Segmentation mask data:
***
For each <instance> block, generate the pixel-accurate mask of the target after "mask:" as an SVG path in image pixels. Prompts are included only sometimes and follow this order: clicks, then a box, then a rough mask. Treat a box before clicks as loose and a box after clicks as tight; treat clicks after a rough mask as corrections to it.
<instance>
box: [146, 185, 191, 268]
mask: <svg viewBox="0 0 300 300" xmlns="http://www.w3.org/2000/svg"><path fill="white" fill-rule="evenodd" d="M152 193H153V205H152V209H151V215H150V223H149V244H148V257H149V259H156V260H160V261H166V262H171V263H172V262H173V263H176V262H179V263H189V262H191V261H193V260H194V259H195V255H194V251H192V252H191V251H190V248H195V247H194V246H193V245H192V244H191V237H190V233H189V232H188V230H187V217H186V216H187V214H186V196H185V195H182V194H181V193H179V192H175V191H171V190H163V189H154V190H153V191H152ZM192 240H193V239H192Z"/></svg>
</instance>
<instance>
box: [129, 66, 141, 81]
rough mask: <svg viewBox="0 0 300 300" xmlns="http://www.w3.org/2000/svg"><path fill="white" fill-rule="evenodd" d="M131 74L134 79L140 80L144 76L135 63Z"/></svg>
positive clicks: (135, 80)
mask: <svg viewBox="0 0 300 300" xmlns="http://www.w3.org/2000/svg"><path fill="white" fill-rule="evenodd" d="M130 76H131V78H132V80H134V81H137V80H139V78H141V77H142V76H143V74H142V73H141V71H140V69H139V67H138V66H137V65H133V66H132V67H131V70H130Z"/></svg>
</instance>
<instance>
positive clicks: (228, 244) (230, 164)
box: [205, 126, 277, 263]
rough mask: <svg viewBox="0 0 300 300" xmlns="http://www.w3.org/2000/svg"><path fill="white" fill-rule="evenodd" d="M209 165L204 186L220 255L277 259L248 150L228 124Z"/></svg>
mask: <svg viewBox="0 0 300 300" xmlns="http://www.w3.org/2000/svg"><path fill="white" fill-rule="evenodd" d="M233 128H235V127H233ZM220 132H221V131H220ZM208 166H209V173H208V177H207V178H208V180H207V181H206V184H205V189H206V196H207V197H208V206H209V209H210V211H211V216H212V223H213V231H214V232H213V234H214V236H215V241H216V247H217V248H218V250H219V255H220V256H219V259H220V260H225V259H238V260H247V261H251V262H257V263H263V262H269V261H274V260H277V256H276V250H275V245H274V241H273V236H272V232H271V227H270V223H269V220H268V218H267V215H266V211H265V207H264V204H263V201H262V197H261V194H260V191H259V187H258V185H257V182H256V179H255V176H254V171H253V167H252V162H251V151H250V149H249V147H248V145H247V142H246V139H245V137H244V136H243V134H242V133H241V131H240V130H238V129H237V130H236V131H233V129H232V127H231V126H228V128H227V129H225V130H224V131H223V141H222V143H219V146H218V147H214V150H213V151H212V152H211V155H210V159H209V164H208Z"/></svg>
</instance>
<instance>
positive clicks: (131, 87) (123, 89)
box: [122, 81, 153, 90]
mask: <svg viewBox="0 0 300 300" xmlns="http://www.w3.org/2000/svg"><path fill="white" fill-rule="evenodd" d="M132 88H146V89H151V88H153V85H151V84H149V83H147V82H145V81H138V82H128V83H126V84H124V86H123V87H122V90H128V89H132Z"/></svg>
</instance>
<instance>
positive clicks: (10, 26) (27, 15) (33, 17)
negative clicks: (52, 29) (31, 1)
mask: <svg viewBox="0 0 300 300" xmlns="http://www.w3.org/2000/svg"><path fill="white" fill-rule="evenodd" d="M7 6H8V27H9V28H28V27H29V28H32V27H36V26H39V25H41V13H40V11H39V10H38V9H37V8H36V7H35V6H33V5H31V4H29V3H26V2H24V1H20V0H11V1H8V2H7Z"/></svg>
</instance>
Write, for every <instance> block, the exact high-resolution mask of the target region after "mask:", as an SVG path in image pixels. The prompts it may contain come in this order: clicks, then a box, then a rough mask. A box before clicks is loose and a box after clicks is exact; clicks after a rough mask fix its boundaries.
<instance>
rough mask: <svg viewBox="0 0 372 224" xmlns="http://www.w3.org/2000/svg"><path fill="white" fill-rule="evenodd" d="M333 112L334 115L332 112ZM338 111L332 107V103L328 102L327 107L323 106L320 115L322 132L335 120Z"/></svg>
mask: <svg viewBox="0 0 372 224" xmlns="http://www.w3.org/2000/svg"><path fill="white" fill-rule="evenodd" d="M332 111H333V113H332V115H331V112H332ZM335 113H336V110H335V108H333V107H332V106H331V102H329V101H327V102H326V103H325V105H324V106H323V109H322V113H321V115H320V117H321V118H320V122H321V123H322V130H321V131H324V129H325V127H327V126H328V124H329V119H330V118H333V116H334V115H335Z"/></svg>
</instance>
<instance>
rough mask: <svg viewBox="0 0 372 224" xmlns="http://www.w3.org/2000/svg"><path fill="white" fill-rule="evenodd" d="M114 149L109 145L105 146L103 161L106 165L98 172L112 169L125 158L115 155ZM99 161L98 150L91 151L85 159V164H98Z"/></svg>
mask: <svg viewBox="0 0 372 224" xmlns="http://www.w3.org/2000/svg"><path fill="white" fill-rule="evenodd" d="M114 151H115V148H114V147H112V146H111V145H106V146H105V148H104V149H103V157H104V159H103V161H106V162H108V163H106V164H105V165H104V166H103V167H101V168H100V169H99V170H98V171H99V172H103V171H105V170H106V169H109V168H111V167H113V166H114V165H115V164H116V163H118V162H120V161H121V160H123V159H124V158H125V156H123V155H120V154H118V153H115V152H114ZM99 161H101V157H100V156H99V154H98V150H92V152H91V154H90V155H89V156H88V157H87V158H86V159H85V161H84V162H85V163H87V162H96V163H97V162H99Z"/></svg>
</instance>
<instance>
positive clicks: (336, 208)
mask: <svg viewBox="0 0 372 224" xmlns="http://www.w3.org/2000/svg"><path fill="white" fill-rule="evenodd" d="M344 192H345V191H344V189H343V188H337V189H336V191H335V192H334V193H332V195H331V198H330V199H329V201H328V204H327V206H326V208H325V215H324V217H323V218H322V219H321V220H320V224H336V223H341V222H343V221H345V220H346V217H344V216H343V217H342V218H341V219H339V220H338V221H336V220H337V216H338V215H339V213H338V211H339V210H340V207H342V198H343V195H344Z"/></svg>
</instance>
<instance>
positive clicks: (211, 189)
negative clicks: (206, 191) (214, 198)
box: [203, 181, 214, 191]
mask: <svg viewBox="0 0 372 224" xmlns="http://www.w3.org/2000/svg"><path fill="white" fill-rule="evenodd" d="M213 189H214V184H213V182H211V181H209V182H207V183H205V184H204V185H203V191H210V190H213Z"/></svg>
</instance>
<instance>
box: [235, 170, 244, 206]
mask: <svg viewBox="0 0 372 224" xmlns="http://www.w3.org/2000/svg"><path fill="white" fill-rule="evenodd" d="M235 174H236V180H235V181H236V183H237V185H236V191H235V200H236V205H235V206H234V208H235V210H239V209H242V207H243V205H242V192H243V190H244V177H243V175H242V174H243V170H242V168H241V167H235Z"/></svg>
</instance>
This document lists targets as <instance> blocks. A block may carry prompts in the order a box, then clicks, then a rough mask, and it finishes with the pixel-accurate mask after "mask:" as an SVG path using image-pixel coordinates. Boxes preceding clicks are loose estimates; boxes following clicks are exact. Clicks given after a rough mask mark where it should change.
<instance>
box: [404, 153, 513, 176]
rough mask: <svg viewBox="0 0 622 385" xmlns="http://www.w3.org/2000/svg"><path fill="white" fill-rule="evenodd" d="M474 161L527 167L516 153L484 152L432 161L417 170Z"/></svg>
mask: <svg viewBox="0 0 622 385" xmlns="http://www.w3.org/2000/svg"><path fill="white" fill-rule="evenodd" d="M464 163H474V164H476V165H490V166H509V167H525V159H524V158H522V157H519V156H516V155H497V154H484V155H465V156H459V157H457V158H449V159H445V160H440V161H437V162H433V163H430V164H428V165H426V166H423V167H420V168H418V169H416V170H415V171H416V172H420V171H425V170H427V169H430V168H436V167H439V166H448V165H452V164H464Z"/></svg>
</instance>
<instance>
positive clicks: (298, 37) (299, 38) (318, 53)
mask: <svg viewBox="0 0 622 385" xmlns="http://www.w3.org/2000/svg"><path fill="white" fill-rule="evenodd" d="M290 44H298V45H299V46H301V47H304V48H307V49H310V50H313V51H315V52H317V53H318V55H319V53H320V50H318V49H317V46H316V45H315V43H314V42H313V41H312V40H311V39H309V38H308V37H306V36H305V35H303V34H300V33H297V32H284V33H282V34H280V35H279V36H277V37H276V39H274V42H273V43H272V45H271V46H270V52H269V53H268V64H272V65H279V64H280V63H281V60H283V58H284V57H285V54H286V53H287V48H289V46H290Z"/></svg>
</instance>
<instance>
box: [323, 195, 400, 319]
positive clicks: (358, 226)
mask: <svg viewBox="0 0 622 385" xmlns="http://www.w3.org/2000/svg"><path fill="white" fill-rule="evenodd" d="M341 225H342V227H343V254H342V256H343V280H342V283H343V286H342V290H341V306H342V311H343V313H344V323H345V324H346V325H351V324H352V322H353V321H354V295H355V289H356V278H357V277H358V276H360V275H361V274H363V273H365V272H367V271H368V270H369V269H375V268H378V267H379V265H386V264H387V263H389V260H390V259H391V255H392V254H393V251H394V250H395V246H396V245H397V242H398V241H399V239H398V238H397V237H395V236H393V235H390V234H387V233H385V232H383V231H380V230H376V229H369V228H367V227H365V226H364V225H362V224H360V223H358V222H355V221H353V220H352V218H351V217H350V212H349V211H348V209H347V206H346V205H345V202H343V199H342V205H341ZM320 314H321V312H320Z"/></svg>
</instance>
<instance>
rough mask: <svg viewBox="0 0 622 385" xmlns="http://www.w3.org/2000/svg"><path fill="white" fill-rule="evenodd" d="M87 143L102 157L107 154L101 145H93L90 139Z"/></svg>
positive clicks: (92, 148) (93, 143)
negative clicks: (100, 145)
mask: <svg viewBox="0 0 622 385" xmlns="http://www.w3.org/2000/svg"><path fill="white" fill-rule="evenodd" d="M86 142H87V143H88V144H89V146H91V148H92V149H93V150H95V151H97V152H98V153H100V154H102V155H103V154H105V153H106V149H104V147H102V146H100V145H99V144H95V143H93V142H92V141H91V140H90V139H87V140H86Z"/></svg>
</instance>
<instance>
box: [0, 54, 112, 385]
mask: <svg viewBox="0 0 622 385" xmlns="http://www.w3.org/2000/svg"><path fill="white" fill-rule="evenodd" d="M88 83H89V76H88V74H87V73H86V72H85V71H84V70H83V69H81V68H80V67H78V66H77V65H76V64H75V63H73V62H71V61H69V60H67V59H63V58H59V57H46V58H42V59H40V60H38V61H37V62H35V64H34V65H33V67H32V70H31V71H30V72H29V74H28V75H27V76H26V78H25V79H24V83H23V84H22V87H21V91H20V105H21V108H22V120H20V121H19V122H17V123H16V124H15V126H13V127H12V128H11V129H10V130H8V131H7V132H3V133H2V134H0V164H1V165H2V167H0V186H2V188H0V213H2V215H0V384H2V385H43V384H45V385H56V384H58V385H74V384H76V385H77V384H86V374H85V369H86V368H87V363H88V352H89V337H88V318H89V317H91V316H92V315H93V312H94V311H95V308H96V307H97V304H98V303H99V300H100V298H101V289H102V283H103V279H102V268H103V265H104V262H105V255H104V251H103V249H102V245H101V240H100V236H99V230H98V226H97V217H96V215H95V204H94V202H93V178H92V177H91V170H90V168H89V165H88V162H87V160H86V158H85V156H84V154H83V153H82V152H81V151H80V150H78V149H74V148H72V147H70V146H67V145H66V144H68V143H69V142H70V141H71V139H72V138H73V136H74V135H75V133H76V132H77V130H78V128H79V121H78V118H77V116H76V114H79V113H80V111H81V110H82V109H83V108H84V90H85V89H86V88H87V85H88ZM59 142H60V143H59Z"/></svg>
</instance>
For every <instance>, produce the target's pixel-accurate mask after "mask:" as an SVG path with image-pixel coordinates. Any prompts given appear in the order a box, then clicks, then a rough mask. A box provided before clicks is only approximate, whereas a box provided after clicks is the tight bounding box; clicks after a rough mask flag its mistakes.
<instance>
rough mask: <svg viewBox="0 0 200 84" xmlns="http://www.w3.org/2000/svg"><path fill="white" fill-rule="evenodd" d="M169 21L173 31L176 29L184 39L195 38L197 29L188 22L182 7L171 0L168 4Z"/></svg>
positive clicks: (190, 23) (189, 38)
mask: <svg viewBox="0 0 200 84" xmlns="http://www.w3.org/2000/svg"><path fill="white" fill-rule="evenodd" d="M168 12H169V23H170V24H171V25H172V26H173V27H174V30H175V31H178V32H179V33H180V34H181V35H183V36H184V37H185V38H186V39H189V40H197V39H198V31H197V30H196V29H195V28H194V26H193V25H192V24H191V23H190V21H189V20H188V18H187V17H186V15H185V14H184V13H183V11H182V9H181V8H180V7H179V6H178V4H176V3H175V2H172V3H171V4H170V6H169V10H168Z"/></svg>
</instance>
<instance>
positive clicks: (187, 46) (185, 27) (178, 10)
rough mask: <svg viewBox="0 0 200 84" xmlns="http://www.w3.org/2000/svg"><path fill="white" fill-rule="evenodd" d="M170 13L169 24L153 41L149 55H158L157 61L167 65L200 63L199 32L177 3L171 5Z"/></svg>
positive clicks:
***
What you have to do: Transcribe only, please, the lines from the first line of the records through the line with "box: [129, 66, 141, 81]". Both of those lines are included.

Task answer:
For each <instance> block, generate the pixel-accurate mask of the target after "mask:" as an SVG path in image pixels. Prompts are included only sometimes and follow this order: clicks, then a box, then a rough mask. Treat a box before clicks as loose and a box after clicks as tight; treat clicks after a rough mask as corrections to it.
<instance>
box: [146, 185, 191, 268]
mask: <svg viewBox="0 0 300 300" xmlns="http://www.w3.org/2000/svg"><path fill="white" fill-rule="evenodd" d="M152 193H153V205H152V209H151V215H150V223H149V244H148V257H149V259H156V260H160V261H166V262H171V263H172V262H173V263H176V262H179V263H189V262H191V261H193V260H194V259H195V255H194V251H192V252H191V251H190V248H195V247H194V246H193V245H192V244H191V237H190V233H189V232H188V230H187V217H186V216H187V214H186V196H185V195H182V194H181V193H179V192H175V191H171V190H163V189H154V190H153V191H152ZM192 240H193V239H192Z"/></svg>
</instance>
<instance>
box: [129, 66, 141, 81]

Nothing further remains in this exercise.